▶ _DOCUMENT EXCERPT_
+ + + + +

Daniel R. Amerman, CFA, InflationIntoWealth.com
In this first article of a series, we will discuss why the answers to the inflation versus deflation debate won’t be found in impersonal mathematical equations – but the quite personal factors of human incentives and motivations. We will show how inflation always trumps deflation with sufficient government willpower – there is simply no contest. We will show how that willpower is already being unequivocally demonstrated today, and why the results of that willpower will ultimately likely be the annihilation of most of the value of the dollar and conventional investor assets. We will close by briefly discussing how investors can not only survive, but profit from the destruction of the dollar.
Will the current deflationary forces in the US housing market transform into overall deflation in the monetary system? Will the credit bubble – which is already claiming the capital of many of the world’s leading financial institutions – end in deflation, or inflation? Subprime mortgage derivative securities make up about one fifth of 1% (0.2%) of the rapidly growing $517 trillion financial derivatives markets. If larger segments of those markets were to also implode – will the purchasing power of the dollar rise, or fall? Will a recession tame inflation, or will we get accelerating inflation and stagflation instead?

+ + + + +

▶ _RAW DATA_
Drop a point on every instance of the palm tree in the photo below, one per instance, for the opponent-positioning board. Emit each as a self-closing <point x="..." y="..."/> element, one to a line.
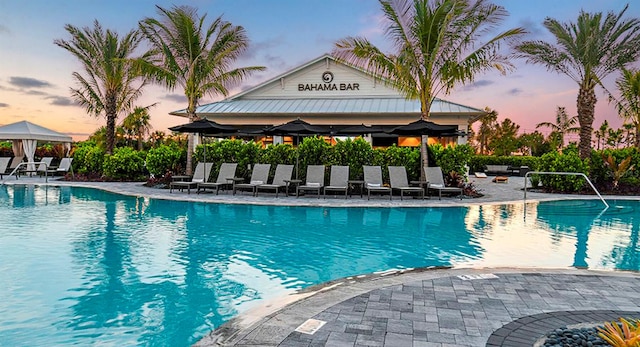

+ + + + +

▶ _EXERCISE GOAL_
Reproduce the article excerpt on the inflation versus deflation debate in full, word for word.

▶ _RESPONSE TO THIS TASK_
Daniel R. Amerman, CFA, InflationIntoWealth.com
In this first article of a series, we will discuss why the answers to the inflation versus deflation debate won’t be found in impersonal mathematical equations – but the quite personal factors of human incentives and motivations. We will show how inflation always trumps deflation with sufficient government willpower – there is simply no contest. We will show how that willpower is already being unequivocally demonstrated today, and why the results of that willpower will ultimately likely be the annihilation of most of the value of the dollar and conventional investor assets. We will close by briefly discussing how investors can not only survive, but profit from the destruction of the dollar.
Will the current deflationary forces in the US housing market transform into overall deflation in the monetary system? Will the credit bubble – which is already claiming the capital of many of the world’s leading financial institutions – end in deflation, or inflation? Subprime mortgage derivative securities make up about one fifth of 1% (0.2%) of the rapidly growing $517 trillion financial derivatives markets. If larger segments of those markets were to also implode – will the purchasing power of the dollar rise, or fall? Will a recession tame inflation, or will we get accelerating inflation and stagflation instead?